● **GOAL**
Copy out only the span from the line with "Locate the pearl" to the end of the data, both ends kept, word for word.

** Begin GIVEN ENTRIES **

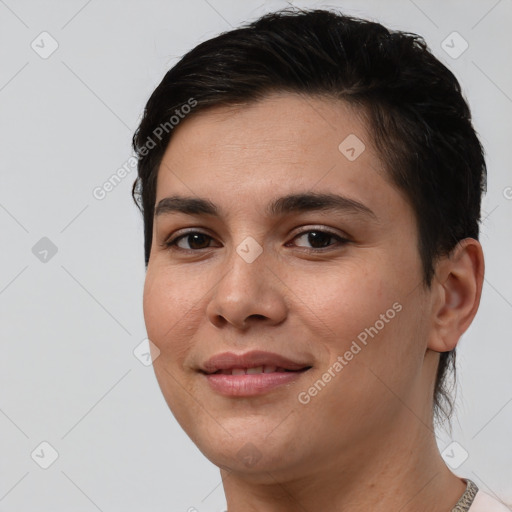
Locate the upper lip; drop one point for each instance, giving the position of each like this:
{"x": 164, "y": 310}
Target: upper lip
{"x": 252, "y": 359}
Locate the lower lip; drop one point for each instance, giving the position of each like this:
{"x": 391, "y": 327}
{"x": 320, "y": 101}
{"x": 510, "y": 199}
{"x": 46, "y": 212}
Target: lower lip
{"x": 251, "y": 384}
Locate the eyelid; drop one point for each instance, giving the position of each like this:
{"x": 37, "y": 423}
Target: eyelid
{"x": 172, "y": 241}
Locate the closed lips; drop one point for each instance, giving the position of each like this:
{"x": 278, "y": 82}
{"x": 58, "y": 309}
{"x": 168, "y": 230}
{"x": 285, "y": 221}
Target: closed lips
{"x": 254, "y": 370}
{"x": 252, "y": 362}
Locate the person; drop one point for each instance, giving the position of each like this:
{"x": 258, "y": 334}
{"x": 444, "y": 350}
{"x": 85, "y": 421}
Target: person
{"x": 310, "y": 185}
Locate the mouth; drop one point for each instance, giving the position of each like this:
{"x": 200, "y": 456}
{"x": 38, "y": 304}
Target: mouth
{"x": 250, "y": 374}
{"x": 256, "y": 370}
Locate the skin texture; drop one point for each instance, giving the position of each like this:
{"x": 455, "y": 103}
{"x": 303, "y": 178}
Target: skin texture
{"x": 365, "y": 441}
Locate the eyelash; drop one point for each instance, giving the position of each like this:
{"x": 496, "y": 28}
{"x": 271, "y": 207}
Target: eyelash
{"x": 172, "y": 244}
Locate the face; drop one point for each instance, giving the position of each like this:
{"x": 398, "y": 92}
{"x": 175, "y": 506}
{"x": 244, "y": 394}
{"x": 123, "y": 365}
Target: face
{"x": 329, "y": 280}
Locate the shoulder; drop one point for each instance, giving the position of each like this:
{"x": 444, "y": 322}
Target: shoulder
{"x": 483, "y": 502}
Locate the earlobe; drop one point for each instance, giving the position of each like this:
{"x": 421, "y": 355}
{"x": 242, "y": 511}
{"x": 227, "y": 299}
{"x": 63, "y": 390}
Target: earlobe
{"x": 456, "y": 289}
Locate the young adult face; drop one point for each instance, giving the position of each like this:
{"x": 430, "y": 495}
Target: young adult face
{"x": 307, "y": 296}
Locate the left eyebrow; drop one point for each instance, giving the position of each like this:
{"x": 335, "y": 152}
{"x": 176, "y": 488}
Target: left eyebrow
{"x": 301, "y": 202}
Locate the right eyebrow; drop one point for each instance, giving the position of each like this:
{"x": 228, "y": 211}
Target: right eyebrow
{"x": 297, "y": 202}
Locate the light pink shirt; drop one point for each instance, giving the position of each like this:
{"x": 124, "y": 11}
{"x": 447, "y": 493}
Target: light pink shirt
{"x": 485, "y": 503}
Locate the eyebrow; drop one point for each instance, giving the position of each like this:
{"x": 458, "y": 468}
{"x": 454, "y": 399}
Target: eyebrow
{"x": 301, "y": 202}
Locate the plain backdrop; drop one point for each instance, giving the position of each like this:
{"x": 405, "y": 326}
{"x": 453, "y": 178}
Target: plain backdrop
{"x": 74, "y": 78}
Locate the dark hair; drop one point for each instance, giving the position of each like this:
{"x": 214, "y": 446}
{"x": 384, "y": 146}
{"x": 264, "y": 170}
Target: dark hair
{"x": 416, "y": 116}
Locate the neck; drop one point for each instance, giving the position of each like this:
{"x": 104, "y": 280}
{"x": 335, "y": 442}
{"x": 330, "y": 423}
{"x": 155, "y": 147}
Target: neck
{"x": 398, "y": 469}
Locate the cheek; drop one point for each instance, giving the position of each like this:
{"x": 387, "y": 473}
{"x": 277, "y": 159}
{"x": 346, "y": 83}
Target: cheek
{"x": 167, "y": 307}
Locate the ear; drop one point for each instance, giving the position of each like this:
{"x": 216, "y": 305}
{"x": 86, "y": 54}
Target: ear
{"x": 456, "y": 291}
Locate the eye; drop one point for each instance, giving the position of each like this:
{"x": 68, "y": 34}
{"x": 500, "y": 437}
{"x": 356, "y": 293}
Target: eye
{"x": 319, "y": 239}
{"x": 195, "y": 239}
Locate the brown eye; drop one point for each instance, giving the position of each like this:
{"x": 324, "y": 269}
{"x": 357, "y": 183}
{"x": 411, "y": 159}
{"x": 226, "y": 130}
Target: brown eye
{"x": 195, "y": 239}
{"x": 319, "y": 239}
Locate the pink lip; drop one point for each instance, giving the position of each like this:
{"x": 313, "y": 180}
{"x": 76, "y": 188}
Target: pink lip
{"x": 252, "y": 359}
{"x": 250, "y": 384}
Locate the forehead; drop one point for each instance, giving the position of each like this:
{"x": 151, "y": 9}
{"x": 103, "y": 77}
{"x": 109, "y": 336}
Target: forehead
{"x": 284, "y": 143}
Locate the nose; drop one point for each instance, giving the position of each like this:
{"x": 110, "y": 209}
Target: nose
{"x": 249, "y": 292}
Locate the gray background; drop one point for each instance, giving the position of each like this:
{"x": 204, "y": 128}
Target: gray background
{"x": 70, "y": 323}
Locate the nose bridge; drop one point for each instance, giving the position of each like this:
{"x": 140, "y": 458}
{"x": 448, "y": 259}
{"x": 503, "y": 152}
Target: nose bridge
{"x": 247, "y": 288}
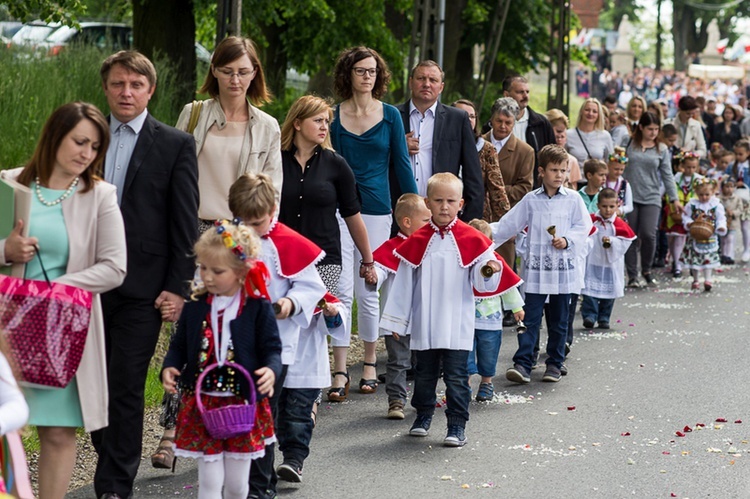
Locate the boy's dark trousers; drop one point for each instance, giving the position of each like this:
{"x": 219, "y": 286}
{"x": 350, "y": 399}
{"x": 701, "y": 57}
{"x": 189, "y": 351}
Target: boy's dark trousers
{"x": 455, "y": 376}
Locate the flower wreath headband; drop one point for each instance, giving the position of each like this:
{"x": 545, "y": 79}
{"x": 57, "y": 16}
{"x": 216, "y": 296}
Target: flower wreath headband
{"x": 699, "y": 182}
{"x": 619, "y": 158}
{"x": 226, "y": 237}
{"x": 685, "y": 155}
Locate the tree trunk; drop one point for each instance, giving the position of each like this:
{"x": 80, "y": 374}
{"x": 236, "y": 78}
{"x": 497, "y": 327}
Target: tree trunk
{"x": 463, "y": 79}
{"x": 275, "y": 60}
{"x": 166, "y": 29}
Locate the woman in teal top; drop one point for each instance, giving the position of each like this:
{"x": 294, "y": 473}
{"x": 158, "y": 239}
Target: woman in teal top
{"x": 77, "y": 226}
{"x": 369, "y": 134}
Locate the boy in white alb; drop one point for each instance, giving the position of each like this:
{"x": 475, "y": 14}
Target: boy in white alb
{"x": 433, "y": 293}
{"x": 310, "y": 372}
{"x": 605, "y": 266}
{"x": 558, "y": 225}
{"x": 411, "y": 215}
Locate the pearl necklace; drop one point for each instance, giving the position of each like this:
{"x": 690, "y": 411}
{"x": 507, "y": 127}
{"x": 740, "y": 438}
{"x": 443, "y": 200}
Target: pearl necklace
{"x": 68, "y": 192}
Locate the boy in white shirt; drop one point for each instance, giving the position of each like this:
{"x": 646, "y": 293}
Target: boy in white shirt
{"x": 558, "y": 225}
{"x": 433, "y": 293}
{"x": 411, "y": 215}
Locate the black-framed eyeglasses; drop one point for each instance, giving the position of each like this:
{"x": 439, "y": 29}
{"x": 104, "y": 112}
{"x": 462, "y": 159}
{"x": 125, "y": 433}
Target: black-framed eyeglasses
{"x": 228, "y": 74}
{"x": 373, "y": 72}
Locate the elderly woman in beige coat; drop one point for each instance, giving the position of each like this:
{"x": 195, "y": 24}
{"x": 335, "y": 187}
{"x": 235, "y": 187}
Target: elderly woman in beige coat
{"x": 232, "y": 137}
{"x": 77, "y": 226}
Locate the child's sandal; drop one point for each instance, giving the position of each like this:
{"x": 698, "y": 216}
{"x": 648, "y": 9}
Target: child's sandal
{"x": 340, "y": 393}
{"x": 368, "y": 386}
{"x": 164, "y": 457}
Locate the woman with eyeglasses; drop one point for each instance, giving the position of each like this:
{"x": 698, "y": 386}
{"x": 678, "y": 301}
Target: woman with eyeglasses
{"x": 232, "y": 137}
{"x": 370, "y": 135}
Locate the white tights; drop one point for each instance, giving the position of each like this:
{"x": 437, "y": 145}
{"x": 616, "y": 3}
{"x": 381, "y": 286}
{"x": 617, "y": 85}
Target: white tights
{"x": 727, "y": 244}
{"x": 229, "y": 473}
{"x": 676, "y": 244}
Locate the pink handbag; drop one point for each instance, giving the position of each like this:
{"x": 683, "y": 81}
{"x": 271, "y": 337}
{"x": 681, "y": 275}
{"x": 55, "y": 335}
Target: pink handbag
{"x": 46, "y": 324}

** End GIVEN ENTRIES **

● **REPLY**
Locate the pearl necklace; drop one point for each instance, giving the position of each like this:
{"x": 690, "y": 411}
{"x": 507, "y": 127}
{"x": 740, "y": 438}
{"x": 443, "y": 200}
Target: pearl necklace
{"x": 68, "y": 192}
Locate the boy in white shirt; drop one point for each instance, giving the position of each like this:
{"x": 646, "y": 293}
Target: boy in white shirt
{"x": 558, "y": 225}
{"x": 433, "y": 293}
{"x": 411, "y": 215}
Locate the black-framed eyeglasses; drop one point for each instance, giving the position of each like this:
{"x": 439, "y": 29}
{"x": 104, "y": 112}
{"x": 462, "y": 159}
{"x": 125, "y": 433}
Target: black-framed eyeglasses
{"x": 228, "y": 74}
{"x": 373, "y": 72}
Locate the elderly woman in beige coat; drop one point for each instance, giving the position of each like this:
{"x": 195, "y": 24}
{"x": 335, "y": 187}
{"x": 235, "y": 187}
Target: elderly woman in beige coat
{"x": 232, "y": 137}
{"x": 77, "y": 226}
Locate the child's sandal; drop one point for each instance, giving the position of each like this:
{"x": 698, "y": 216}
{"x": 648, "y": 9}
Target: child's sandal
{"x": 340, "y": 393}
{"x": 368, "y": 386}
{"x": 164, "y": 457}
Locate the woman with eyeglasses; drop one point for each instance, giving the position of each like this:
{"x": 698, "y": 386}
{"x": 678, "y": 301}
Target: woman with eyeglasses
{"x": 232, "y": 137}
{"x": 370, "y": 135}
Locate the white tights; drop one point for each instance, giving the position of each like this:
{"x": 437, "y": 145}
{"x": 616, "y": 3}
{"x": 381, "y": 286}
{"x": 617, "y": 85}
Target: white tights
{"x": 727, "y": 244}
{"x": 229, "y": 473}
{"x": 676, "y": 244}
Locate the pink handbag; drop one point for each instance, giving the position of each like this:
{"x": 683, "y": 81}
{"x": 271, "y": 337}
{"x": 681, "y": 275}
{"x": 55, "y": 335}
Target: pink handbag
{"x": 46, "y": 324}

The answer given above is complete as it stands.